> _Challenge_:
Could you update the listing below so that every "Query" becomes "Label", with everything else left unchanged?

> _Supplied records_:
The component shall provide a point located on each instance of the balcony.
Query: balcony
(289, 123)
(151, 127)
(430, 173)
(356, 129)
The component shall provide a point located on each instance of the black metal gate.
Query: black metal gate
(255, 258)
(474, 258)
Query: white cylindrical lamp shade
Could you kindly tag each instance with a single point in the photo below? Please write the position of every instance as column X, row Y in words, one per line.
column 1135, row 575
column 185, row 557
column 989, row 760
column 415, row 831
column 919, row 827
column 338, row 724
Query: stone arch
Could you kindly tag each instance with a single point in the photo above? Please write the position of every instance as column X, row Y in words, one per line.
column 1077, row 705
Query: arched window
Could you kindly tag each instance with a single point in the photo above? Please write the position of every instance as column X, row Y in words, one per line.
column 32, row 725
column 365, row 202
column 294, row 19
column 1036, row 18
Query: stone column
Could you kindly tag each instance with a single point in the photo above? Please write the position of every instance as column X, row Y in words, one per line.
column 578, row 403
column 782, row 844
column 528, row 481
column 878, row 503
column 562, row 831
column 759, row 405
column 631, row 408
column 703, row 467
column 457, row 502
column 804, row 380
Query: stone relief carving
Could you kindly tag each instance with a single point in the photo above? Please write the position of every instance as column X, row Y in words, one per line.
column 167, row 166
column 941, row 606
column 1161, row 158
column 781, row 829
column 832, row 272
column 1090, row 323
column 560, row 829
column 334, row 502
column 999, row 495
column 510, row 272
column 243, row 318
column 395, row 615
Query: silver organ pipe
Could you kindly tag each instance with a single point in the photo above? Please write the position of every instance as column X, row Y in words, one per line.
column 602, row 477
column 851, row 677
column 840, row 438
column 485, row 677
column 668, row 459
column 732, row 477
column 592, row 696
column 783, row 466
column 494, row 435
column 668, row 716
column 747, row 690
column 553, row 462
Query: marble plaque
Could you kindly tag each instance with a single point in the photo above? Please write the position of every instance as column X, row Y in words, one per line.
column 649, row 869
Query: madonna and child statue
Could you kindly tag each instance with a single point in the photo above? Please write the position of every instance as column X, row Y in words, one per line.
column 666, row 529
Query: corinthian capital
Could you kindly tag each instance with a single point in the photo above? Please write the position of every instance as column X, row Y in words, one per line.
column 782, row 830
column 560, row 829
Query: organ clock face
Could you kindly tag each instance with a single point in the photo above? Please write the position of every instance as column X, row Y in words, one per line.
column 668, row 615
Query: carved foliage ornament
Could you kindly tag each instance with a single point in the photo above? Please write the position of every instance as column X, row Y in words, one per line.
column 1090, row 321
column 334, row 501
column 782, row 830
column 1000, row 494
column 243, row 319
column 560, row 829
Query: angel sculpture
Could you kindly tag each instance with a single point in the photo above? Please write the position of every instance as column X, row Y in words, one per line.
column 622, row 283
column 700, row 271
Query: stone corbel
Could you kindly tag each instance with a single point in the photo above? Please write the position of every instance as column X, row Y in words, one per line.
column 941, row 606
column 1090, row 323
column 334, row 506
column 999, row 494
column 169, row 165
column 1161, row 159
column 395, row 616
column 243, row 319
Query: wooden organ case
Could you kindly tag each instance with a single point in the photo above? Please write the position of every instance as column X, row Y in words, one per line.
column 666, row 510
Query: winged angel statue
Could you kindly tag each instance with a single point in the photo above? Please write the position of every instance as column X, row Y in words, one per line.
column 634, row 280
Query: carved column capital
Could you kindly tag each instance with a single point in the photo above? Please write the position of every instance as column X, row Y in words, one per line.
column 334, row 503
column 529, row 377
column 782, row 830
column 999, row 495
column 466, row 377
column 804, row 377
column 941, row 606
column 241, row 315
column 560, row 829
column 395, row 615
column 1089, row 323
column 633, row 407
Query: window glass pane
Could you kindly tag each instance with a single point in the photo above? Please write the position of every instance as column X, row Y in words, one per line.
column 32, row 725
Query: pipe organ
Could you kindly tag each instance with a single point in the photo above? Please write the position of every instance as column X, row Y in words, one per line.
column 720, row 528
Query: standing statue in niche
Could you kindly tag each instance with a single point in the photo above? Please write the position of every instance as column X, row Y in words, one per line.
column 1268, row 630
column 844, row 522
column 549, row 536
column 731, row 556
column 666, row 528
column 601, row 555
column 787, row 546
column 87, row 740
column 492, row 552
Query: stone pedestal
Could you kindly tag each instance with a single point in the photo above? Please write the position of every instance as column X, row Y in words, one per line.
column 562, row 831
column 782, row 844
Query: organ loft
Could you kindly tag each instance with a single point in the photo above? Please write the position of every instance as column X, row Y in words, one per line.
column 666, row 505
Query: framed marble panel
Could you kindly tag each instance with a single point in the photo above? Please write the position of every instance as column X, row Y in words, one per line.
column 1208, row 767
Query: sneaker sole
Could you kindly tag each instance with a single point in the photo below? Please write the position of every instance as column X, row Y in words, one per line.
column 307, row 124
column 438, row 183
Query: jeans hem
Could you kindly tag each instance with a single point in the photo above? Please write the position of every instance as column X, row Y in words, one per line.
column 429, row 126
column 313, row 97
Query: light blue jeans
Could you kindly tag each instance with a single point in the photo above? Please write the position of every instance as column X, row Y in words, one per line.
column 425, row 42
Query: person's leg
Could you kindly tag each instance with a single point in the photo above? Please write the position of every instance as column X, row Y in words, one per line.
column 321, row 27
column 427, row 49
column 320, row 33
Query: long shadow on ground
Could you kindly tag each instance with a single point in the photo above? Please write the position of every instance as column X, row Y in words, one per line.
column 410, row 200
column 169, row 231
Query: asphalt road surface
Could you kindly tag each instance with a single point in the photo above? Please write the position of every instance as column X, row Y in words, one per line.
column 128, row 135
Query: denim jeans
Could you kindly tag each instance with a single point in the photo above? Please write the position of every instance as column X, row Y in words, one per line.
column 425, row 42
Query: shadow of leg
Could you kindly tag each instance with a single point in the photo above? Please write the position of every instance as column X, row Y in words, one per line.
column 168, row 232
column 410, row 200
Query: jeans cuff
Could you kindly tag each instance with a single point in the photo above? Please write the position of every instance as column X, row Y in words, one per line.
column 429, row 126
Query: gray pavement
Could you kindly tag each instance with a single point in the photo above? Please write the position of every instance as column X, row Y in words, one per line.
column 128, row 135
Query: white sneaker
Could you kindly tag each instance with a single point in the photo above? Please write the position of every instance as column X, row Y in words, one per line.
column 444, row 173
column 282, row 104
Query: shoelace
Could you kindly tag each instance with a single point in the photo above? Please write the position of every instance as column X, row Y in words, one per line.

> _Result of this task_:
The component shall provide a point located on each instance of the balcony.
Label: balcony
(289, 123)
(151, 127)
(430, 173)
(356, 129)
The component shall provide a point located on each instance of the black metal gate.
Label: black metal gate
(255, 258)
(474, 258)
Label: white cylindrical lamp shade
Could you kindly tag each instance with a single point in the photo below? Please write the position of every instance as column X, row Y in words, one per line.
column 1135, row 575
column 185, row 557
column 989, row 760
column 415, row 831
column 919, row 827
column 338, row 724
Label: stone arch
Could you kindly tag each instance with a single point in the photo above? Please write the position of every instance as column X, row Y in words, one per line.
column 1077, row 705
Label: arched window
Could you kindly tag each instance with a single point in the photo above? Please write the position of every instance as column X, row Y in words, one per line.
column 32, row 725
column 365, row 202
column 294, row 19
column 1036, row 18
Label: stone column
Could you kindly tag each instance with a single point in the photo above? Please write the position of every instance as column X, row Y in words, one per line.
column 578, row 403
column 782, row 844
column 528, row 481
column 878, row 503
column 562, row 831
column 759, row 405
column 631, row 408
column 703, row 467
column 457, row 502
column 804, row 380
Label: stone relief carving
Could you kindly tag each instance with a single point in the photo above? Please write the position of every instance as column X, row Y in words, one per line.
column 167, row 166
column 941, row 606
column 1161, row 158
column 781, row 829
column 832, row 272
column 1090, row 323
column 560, row 829
column 334, row 502
column 999, row 495
column 510, row 272
column 243, row 318
column 395, row 615
Label: silver organ pipe
Could you kindly tag each instance with a single point in the photo above? Please write the position of every instance as column X, row Y in words, one per line.
column 602, row 477
column 851, row 677
column 840, row 438
column 485, row 677
column 668, row 459
column 732, row 477
column 592, row 696
column 783, row 466
column 494, row 435
column 668, row 716
column 747, row 690
column 553, row 462
Label: marble plaque
Could you kindly tag each instance with a single point in the photo above? Please write the position of every instance as column X, row Y in words, one per line.
column 649, row 869
Label: madonna and child statue
Could you kindly tag each instance with a single point in the photo above? Please write the position of every instance as column X, row Y in words, one per line.
column 666, row 529
Label: corinthian capital
Could you kindly tag each instance with a single point in the photo above? Please write the position of every instance as column X, row Y in words, one per line.
column 782, row 830
column 560, row 829
Label: organ clock face
Could you kindly tag each instance with a single point in the photo above? Please write the position of every instance as column X, row Y in words, one per line.
column 668, row 615
Label: carved foliage ornament
Could you kindly tag each instance with a single point in the photo above? Please write the position of every instance as column X, row Y in words, one per line.
column 1090, row 321
column 334, row 501
column 782, row 830
column 1000, row 494
column 243, row 319
column 560, row 829
Label: angel sculpture
Could you kindly tag each instance with a single point in the photo above? Please write the position of every instance as column X, row Y in words, one per line.
column 622, row 283
column 700, row 271
Label: stone corbel
Could you kindly tag each instance with a single point in the photo above? Please write the position of every instance as column X, row Y in words, one per line.
column 941, row 606
column 1090, row 323
column 334, row 506
column 999, row 494
column 169, row 165
column 1161, row 159
column 395, row 616
column 243, row 319
Label: wooden organ case
Could you kindly tag each instance with a single point in the photo above? Please write the position of every instance as column X, row Y in words, one per line.
column 666, row 510
Label: winged angel statue
Could you kindly tag each instance with a single point in the photo above? Please write the position of every instance as column X, row Y in words, one per line.
column 634, row 280
Label: carved column capital
Could you kindly tag each instance with a single point in the photo above? Please write the position of every instance as column X, row Y in words, one per line.
column 334, row 503
column 529, row 377
column 782, row 830
column 999, row 495
column 466, row 377
column 804, row 377
column 941, row 606
column 241, row 315
column 560, row 829
column 395, row 615
column 1089, row 323
column 633, row 407
Label: window glass pane
Could you kindly tag each instance with a single point in the photo above? Please write the position of every instance as column X, row Y in words, one per line.
column 32, row 725
Label: pipe organ
Could you kindly tag each instance with a single point in the photo above? Please write the position of every instance as column X, row Y in words, one per line.
column 720, row 528
Label: standing statue in niche
Could you kindly tag each instance with a single point in the photo above? Please write the position of every instance as column X, row Y in words, one per line.
column 1268, row 630
column 844, row 522
column 549, row 536
column 731, row 556
column 666, row 528
column 601, row 555
column 787, row 546
column 87, row 740
column 492, row 552
Label: stone pedestal
Could you kindly tag each instance with a single point in the photo above? Please write the position of every instance as column X, row Y in words, one per line.
column 562, row 831
column 782, row 844
Label: organ loft
Could you kindly tag each instance with a single point in the photo above? Please write the position of every instance as column X, row Y in words, one per line.
column 666, row 505
Label: framed marble panel
Could you kindly tag each instance with a single point in the photo above? Please write the position of every instance as column X, row Y in words, one per line.
column 1208, row 767
Label: sneaker sole
Could you kindly tag each instance with a single point in the photo below? Please write the position of every instance as column X, row Y in words, one per line.
column 307, row 124
column 438, row 183
Label: jeans hem
Could you kindly tag each instance with a single point in the photo above? Please write the position of every instance as column X, row Y in words, one per line.
column 429, row 126
column 313, row 97
Label: light blue jeans
Could you kindly tag each instance with a single point in the photo above? Please write the position of every instance as column X, row Y in words, one per line.
column 425, row 42
Label: person's leg
Could you kindly tag each instance with a single point in the photo above? Please write the position of every instance as column X, row Y in words, one per line.
column 321, row 27
column 427, row 49
column 320, row 33
Label: long shadow on ground
Could you kindly tag each instance with a single point in the photo above? Please write the position of every instance as column X, row Y in words, one per line.
column 410, row 200
column 169, row 231
Label: asphalt road surface
Could you kindly tag each instance with a single point in the photo above? Please write the position of every instance as column X, row Y in words, one per line.
column 128, row 135
Label: denim jeans
Could you kindly tag each instance with a single point in the photo above? Please write the position of every instance as column X, row Y in words, one per line.
column 425, row 42
Label: shadow of leg
Could you kindly tag each instance with a single point in the photo above? Please write the position of every instance as column X, row Y in words, one per line.
column 168, row 232
column 410, row 200
Label: jeans cuff
Could you kindly tag each instance with a single point in the photo above? Please write the position of every instance as column X, row Y in words, one per line.
column 429, row 126
Label: gray pavement
Could you kindly tag each instance with a single point in the photo above? Please write the position of every instance as column X, row Y in words, one per line.
column 128, row 135
Label: white sneaker
Could you kindly tag each instance with a single point in the photo above? Please write the position of every instance as column X, row Y in words, one per line.
column 444, row 173
column 282, row 104
Label: shoelace
Could you kindly tag each instance with a single point in the photo above? Please write the position of every instance as column X, row Y in words, one per line.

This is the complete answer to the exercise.